Given passage
((

Tag Archives: ebook

Book, book, book…..

It's the book what I wrote...So, only….er….five months after the initial idea, and I now have a published e-book to add to my credits. Actually, that’s not strictly true, as this is a document in pdf format, rather than an actual e-book, but you get the point.

Back in January, as I may have mentioned, I went along to a Writer’s symposium, hosted by the Travel Writer’s Association of Canada (TWAC. I was there as part of PWAC. Acronyms are silly things.) One of the speakers talked about the need to build up your webpresence and your own brand for your writing, which lead me to rediscover this blog, for one thing, and to begin writing the book. She’d said that everyone is an expert in something, expert enough to write a book. And while your book might not be compelling enough to attract a major publisher in the paper and ink industry, the glory of the internet is that you can publish without the stunning overheads and publicise your product yourself.

I realised that for over a decade I have been writing plays for the amateur stage – what the North Americans seem to call “Community Theatre” which sounds less patronising – and therefore I could legitimately say something about doing that. Plus, of course, I’ve spent the last few years as a script reader for Lazy Bee Scripts, reviewing new plays and handing out advice and judgements and assembling my own set of “What everybody gets wrong, or right” rules.

))

Work to be completed
Reproduce the portion of the blog post on writing an e-book starting with "Book, book, book….." and going on through "get the point.".

Data section

((

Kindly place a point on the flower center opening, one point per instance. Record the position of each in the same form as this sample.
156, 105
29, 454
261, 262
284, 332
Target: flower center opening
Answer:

))

Solution
Book, book, book…..

It's the book what I wrote...So, only….er….five months after the initial idea, and I now have a published e-book to add to my credits. Actually, that’s not strictly true, as this is a document in pdf format, rather than an actual e-book, but you get the point.